And the Buddha answers, “If a living being needs to be saved by someone in the body of a Buddha, Guanshiyin will appear in the body of a Buddha.…” Buddha then lists more than thirty different bodily manifestations of Guanshiyin according to what is needed: some are male, some are female, some young, some old; they vary by class status and station and occupation; some are divine, some are human, many are nonhuman. Guanshiyin will manifest in the form of a divine dragon if that’s what you need. Compassion manifests in all possible forms in order to reach all beings because we exist in form.

It’s not that Guanshiyin is “really” a man and puts on a dragon costume, nor is Guanshiyin “really” a woman and puts on a hummingbird costume. Rather, Avalokite?vara/Guanshiyin manifests nonduality: the way that everything in the universe is present in every cell in every being, form and boundlessness together.

The lesson for me turned out to be not that form doesn’t matter, but that it does: for this moment I have this opportunity to experience existence in this form. It is through form that I apprehend interbeing, the awareness that everything in this moment is connected to everything else just as it is and has been and will be. It is form that makes consciousness possible.

My practice changed. If this stuff matters, how do I cultivate compassion for all that is, including fear and violence and suffering inside and outside me? After all, the first precept teaches reverence for all life.

For the next two decades, I dismissed my transgender experience on the grounds that, just as form matters, there is no hierarchy of forms. The bunny is as necessary and precious as the bee and the human and the sun; violence taking place outside me is also inside me; we are not separate. I convinced myself that my body is precious and sacred, and also that the specific form of form doesn’t matter. It made no Buddhist sense to say that I wasn’t a woman, and the feminist in me also rejected that articulation. Besides, my particular body was also a source of joy: I was healthy, strong, grateful for my physicality and the miracle that life is.

> [TASK 1]: Which lines of the entries contain the word "background"? Show every such line, treating case as significant.
The passage and the entries that come after it have no connection to each other.

Point labels for objects:
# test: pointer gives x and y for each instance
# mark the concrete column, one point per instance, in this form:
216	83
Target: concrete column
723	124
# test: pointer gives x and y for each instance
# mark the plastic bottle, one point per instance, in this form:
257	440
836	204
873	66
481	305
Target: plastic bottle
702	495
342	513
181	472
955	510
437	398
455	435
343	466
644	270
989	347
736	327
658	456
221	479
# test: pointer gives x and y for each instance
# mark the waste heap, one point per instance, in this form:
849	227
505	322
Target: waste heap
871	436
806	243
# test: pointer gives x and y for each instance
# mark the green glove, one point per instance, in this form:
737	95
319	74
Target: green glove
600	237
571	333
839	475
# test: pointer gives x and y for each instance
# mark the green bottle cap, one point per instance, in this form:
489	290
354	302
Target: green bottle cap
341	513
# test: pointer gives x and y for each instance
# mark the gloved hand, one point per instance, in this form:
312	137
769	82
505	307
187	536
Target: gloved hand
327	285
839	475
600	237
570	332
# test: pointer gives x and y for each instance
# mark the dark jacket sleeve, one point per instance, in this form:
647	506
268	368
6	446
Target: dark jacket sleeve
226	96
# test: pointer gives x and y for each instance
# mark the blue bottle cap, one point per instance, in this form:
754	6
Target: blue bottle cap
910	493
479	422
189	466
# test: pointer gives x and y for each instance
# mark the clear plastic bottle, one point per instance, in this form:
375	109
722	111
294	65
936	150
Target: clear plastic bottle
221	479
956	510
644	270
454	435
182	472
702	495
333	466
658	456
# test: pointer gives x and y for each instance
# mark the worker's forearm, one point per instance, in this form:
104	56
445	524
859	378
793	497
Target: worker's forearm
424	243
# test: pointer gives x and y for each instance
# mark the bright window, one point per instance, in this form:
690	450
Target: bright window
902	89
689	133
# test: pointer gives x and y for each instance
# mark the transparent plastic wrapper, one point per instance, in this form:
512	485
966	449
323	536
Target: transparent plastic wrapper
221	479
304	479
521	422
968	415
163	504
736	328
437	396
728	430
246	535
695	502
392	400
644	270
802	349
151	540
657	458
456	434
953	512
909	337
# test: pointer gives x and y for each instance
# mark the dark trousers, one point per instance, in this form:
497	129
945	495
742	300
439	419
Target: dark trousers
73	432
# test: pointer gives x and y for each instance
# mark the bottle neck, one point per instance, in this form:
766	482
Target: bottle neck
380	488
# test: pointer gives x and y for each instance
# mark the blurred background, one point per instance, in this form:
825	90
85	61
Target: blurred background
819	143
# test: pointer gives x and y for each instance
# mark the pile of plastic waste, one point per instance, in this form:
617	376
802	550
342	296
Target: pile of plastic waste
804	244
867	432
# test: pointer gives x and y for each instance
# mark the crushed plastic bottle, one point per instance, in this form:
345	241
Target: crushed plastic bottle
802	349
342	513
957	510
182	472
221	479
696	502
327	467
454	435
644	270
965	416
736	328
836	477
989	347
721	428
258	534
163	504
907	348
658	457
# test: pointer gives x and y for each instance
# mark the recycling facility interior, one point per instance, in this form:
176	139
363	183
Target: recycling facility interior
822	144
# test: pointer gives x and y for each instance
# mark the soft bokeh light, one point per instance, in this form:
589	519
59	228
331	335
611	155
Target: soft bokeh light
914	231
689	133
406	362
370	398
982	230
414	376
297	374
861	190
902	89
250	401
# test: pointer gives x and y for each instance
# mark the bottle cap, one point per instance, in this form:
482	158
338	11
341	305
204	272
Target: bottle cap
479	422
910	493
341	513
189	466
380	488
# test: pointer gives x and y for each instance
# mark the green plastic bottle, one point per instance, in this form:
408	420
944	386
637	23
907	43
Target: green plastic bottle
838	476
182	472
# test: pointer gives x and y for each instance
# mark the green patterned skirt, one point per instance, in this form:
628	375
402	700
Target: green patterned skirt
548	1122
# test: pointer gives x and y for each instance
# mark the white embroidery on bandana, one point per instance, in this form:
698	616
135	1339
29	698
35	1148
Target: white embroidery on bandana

> [TASK 2]: Write out the stretch of the passage from "It’s not that" through "and boundlessness together.".

> [TASK SOLUTION 1]:
# mark the blurred background, one point per instance, in this form:
Target: blurred background

> [TASK SOLUTION 2]:
It’s not that Guanshiyin is “really” a man and puts on a dragon costume, nor is Guanshiyin “really” a woman and puts on a hummingbird costume. Rather, Avalokite?vara/Guanshiyin manifests nonduality: the way that everything in the universe is present in every cell in every being, form and boundlessness together.